◆ Supplied material ◆
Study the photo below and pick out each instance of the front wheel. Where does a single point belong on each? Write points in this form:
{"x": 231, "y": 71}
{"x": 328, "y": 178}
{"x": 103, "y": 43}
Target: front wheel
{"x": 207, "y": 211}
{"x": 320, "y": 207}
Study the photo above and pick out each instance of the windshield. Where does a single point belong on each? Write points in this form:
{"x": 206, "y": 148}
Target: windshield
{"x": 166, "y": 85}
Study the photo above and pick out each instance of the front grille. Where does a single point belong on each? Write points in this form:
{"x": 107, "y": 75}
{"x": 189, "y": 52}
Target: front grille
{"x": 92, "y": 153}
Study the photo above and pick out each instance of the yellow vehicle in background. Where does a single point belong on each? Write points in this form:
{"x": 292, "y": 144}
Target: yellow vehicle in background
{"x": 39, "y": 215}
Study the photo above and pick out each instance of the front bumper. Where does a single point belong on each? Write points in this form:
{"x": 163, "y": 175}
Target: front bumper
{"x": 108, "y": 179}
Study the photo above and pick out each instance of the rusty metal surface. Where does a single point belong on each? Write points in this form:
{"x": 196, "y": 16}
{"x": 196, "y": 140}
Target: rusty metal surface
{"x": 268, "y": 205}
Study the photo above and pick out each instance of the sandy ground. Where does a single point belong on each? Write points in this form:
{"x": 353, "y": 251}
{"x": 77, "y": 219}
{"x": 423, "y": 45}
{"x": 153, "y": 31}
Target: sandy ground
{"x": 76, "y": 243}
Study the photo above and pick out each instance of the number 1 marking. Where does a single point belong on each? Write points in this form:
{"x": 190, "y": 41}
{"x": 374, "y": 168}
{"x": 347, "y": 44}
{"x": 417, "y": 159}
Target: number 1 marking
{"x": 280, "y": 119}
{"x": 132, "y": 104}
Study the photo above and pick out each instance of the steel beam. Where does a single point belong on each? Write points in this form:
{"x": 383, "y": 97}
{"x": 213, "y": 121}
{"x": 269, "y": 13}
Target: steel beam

◆ What you need to do ◆
Arrange the material above as a JSON list of strings, one string for each line, omitting any blank lines.

◆ Answer in full ◆
[
  "Study the photo below and pick out each instance of the front wheel. Where does a single point belong on each? Write points in this form:",
  "{\"x\": 231, \"y\": 71}",
  "{\"x\": 328, \"y\": 178}",
  "{\"x\": 103, \"y\": 43}",
  "Target: front wheel",
  "{\"x\": 207, \"y\": 211}",
  "{\"x\": 320, \"y\": 207}",
  "Study the photo above and pick out each instance of the windshield. Where does a single point belong on each? Write points in this form:",
  "{\"x\": 206, \"y\": 148}",
  "Target: windshield",
  "{\"x\": 166, \"y\": 85}",
  "Study the photo above and pick out each instance of the front grille. Where does a single point belong on each? Write points in this form:",
  "{\"x\": 107, \"y\": 75}",
  "{\"x\": 189, \"y\": 52}",
  "Target: front grille",
  "{\"x\": 92, \"y\": 153}",
  "Study the photo above and pick out each instance of the yellow vehicle in background. Where does a single point belong on each? Write points in this form:",
  "{\"x\": 292, \"y\": 144}",
  "Target: yellow vehicle in background",
  "{\"x\": 39, \"y\": 215}",
  "Study the photo above and pick out each instance of the front bumper. Where does a single point belong on each? Write points in this form:",
  "{\"x\": 163, \"y\": 175}",
  "Target: front bumper",
  "{\"x\": 108, \"y\": 179}",
  "Study the photo above and pick out each instance of the rusty metal surface. Where does a single point belong on each? Write points in this form:",
  "{\"x\": 196, \"y\": 16}",
  "{\"x\": 196, \"y\": 140}",
  "Target: rusty metal surface",
  "{\"x\": 268, \"y\": 205}",
  "Study the photo above and pick out each instance of the sandy ground. Where does a single point belong on each? Write points in this form:",
  "{\"x\": 353, \"y\": 251}",
  "{\"x\": 77, \"y\": 219}",
  "{\"x\": 423, \"y\": 45}",
  "{\"x\": 153, \"y\": 31}",
  "Target: sandy ground",
  "{\"x\": 76, \"y\": 243}",
  "Study the photo above and pick out each instance of the number 1 marking. Where does a single point belong on each? Write points in this form:",
  "{\"x\": 190, \"y\": 41}",
  "{\"x\": 374, \"y\": 168}",
  "{\"x\": 347, \"y\": 44}",
  "{\"x\": 417, \"y\": 159}",
  "Target: number 1 marking",
  "{\"x\": 280, \"y\": 119}",
  "{\"x\": 132, \"y\": 104}",
  "Study the photo above and pick out each instance of the steel beam. Where does a single point belong on each? Write points in this form:",
  "{\"x\": 383, \"y\": 97}",
  "{\"x\": 213, \"y\": 121}",
  "{\"x\": 269, \"y\": 13}",
  "Target: steel beam"
]